Given request
List each line in the records below that contains the word "white", copying every such line in full.

>> Begin Records supplied

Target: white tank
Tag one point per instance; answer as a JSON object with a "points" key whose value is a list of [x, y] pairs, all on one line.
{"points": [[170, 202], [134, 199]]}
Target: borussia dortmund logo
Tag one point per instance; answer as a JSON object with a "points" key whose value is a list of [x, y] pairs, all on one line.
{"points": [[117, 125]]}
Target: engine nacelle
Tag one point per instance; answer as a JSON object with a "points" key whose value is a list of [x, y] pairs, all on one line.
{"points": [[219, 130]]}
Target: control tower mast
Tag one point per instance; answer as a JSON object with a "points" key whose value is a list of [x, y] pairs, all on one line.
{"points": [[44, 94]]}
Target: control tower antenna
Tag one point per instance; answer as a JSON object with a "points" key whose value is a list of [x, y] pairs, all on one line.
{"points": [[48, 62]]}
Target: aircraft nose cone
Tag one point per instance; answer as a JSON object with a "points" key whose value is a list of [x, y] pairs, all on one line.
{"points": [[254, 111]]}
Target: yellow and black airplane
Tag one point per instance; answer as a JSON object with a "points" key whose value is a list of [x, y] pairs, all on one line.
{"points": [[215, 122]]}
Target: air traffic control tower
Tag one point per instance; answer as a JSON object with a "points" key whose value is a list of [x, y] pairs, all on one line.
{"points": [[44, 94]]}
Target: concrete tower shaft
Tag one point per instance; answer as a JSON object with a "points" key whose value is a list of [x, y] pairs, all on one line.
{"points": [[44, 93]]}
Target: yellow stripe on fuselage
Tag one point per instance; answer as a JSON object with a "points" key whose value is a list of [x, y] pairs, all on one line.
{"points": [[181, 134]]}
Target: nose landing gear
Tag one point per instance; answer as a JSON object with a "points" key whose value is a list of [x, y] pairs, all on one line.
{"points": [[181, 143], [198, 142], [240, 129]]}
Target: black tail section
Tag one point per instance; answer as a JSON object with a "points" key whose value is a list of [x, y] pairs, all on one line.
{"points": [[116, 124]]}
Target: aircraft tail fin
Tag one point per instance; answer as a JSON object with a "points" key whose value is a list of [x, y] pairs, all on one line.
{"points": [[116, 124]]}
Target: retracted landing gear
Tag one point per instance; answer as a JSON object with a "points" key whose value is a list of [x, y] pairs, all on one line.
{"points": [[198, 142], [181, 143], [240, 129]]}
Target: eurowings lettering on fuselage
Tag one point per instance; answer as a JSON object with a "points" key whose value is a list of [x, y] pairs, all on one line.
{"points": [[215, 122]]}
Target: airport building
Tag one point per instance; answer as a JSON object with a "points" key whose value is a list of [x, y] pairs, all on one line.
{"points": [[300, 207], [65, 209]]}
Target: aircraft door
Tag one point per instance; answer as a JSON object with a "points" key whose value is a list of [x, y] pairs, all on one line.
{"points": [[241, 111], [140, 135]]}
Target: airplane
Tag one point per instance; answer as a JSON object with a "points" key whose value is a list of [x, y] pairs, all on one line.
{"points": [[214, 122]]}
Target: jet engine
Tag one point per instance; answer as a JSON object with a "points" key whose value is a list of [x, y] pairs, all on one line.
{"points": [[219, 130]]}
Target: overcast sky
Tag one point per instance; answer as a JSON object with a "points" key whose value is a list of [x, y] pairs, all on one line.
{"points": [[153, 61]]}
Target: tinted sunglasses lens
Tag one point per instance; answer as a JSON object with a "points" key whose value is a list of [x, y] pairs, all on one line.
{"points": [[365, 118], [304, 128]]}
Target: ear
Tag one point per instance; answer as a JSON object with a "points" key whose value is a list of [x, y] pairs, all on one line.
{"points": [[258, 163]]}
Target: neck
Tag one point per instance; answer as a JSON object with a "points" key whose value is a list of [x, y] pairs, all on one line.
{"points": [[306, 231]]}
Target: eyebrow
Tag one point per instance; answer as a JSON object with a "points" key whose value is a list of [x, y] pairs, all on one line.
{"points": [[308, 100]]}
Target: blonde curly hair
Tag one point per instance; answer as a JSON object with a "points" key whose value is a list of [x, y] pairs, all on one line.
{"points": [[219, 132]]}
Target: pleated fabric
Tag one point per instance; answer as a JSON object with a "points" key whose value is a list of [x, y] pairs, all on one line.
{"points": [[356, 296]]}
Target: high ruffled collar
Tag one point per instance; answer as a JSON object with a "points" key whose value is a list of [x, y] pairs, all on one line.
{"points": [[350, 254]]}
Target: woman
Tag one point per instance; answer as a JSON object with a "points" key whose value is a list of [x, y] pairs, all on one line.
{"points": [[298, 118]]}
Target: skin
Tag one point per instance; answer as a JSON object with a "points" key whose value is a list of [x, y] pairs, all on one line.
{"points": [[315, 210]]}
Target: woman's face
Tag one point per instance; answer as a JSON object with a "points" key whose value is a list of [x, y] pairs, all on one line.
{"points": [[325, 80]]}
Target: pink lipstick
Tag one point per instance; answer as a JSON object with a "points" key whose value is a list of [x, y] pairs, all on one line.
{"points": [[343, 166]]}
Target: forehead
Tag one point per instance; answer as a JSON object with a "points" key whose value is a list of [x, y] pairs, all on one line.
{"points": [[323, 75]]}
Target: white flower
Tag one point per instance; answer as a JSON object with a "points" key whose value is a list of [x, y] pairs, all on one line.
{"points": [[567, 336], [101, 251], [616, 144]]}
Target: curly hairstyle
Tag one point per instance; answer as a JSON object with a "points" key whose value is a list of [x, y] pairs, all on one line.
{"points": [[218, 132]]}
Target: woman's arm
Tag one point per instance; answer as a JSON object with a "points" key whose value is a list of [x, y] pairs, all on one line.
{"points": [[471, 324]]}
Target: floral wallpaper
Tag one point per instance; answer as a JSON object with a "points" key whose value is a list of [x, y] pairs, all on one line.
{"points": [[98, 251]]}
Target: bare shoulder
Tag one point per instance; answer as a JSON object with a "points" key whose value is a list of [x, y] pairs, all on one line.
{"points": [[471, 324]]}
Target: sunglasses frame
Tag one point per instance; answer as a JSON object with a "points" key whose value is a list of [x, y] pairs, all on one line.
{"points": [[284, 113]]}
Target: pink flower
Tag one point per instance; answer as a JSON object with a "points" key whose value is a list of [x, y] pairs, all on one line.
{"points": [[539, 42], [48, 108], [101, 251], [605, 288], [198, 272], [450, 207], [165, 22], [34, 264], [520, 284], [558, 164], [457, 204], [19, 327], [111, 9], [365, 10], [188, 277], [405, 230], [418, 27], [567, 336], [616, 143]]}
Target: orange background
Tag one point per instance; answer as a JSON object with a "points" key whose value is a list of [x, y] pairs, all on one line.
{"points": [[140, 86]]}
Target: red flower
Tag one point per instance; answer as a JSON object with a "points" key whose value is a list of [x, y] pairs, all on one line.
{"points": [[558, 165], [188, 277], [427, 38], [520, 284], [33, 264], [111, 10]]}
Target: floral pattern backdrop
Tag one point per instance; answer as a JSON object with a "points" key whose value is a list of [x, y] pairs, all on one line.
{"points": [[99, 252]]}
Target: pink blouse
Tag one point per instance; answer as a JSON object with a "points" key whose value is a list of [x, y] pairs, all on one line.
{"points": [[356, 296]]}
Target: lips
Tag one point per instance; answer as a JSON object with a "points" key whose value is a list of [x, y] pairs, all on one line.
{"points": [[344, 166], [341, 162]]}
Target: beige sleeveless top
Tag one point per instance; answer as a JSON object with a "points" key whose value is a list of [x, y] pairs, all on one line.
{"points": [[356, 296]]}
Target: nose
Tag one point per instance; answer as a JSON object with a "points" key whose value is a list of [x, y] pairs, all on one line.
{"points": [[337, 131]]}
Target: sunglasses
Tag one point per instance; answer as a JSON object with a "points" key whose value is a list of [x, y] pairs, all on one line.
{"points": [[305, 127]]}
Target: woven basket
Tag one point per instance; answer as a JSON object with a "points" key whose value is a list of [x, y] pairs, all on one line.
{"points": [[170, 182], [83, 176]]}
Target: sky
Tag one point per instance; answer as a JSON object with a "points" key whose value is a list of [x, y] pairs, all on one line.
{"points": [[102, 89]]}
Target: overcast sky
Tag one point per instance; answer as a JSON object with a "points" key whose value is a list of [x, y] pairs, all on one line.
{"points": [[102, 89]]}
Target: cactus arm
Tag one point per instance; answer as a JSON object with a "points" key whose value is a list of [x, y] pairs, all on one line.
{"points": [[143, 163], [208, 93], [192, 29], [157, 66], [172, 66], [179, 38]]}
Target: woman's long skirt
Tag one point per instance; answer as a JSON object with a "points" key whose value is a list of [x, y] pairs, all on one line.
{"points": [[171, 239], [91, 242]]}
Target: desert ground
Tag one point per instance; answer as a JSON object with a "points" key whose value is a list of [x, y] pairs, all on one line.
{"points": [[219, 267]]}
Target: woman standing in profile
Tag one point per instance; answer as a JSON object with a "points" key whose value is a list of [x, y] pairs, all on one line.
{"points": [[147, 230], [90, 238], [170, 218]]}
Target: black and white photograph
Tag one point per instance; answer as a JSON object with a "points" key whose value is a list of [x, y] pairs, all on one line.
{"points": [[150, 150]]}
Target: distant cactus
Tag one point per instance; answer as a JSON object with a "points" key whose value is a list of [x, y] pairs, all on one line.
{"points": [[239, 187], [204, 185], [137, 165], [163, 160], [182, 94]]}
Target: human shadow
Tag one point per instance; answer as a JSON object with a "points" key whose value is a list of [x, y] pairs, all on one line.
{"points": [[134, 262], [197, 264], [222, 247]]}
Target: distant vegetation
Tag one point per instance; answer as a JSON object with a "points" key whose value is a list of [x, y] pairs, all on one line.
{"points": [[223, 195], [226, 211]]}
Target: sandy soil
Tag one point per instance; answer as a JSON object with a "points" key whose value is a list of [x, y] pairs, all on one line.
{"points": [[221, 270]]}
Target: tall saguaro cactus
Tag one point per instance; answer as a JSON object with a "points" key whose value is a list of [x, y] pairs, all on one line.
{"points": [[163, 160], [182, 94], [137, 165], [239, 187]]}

>> End Records supplied
>> Begin Records supplied

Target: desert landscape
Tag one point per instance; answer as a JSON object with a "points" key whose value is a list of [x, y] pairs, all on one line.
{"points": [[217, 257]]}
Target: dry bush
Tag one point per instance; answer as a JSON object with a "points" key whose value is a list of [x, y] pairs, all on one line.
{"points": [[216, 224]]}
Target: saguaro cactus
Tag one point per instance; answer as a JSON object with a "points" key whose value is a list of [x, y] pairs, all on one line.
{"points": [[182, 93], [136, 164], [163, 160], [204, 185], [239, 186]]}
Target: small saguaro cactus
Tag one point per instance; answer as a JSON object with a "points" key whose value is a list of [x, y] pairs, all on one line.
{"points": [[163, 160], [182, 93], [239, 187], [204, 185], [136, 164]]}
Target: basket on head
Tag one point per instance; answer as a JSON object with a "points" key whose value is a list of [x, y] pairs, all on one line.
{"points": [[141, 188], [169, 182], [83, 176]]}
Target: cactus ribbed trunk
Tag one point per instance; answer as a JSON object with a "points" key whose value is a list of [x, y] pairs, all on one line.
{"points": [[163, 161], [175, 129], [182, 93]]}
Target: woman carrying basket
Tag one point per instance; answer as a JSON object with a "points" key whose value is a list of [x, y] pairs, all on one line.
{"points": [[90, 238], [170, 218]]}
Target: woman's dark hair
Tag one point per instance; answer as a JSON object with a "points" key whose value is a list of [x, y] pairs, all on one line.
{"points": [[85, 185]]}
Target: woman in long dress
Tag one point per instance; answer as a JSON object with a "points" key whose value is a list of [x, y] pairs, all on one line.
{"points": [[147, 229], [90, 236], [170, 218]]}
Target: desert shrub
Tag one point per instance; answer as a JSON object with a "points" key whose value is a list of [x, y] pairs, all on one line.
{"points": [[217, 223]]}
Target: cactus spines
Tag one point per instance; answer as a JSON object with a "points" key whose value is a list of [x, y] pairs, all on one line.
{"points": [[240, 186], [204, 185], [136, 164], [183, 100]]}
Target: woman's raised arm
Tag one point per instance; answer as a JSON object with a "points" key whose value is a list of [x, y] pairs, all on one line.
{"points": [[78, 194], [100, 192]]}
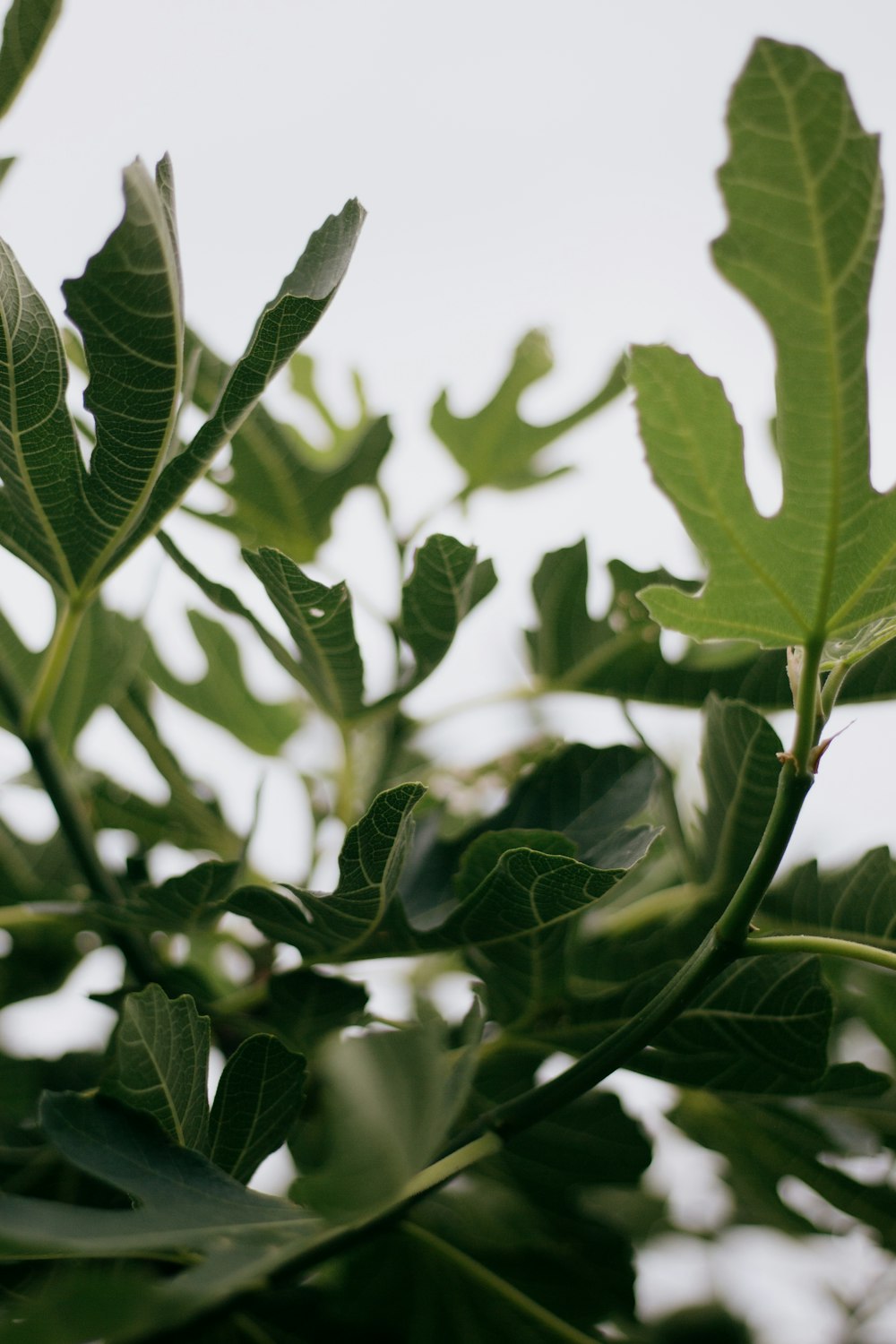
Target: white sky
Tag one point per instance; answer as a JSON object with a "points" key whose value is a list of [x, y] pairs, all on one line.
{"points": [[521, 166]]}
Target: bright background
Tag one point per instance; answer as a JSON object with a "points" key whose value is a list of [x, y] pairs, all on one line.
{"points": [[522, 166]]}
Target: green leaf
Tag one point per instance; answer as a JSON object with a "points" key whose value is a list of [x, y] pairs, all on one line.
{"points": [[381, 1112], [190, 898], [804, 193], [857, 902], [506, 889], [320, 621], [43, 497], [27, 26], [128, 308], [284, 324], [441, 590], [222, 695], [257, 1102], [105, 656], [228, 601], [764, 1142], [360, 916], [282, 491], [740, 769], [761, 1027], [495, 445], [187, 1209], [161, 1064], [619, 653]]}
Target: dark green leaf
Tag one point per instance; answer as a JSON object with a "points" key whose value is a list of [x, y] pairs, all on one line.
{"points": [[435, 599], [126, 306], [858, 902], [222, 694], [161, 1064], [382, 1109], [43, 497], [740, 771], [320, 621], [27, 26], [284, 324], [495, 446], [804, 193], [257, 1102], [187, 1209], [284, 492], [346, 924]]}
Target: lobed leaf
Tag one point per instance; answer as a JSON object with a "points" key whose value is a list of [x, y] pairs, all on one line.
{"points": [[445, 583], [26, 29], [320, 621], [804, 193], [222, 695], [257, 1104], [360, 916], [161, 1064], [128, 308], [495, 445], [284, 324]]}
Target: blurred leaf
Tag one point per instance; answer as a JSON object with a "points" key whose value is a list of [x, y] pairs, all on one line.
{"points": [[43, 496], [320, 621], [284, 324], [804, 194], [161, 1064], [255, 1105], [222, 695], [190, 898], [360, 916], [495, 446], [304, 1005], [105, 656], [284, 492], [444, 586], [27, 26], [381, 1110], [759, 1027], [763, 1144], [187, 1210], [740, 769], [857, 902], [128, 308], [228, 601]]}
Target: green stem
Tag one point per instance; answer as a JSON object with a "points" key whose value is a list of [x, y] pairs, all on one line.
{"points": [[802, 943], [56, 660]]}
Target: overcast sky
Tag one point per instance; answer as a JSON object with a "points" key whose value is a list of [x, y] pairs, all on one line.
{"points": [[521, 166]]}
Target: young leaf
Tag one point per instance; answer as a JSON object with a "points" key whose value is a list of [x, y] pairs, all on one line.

>> End Records supplied

Answer below
Target: white tank
Target: white flower
Target: black and white photograph
Target: white sky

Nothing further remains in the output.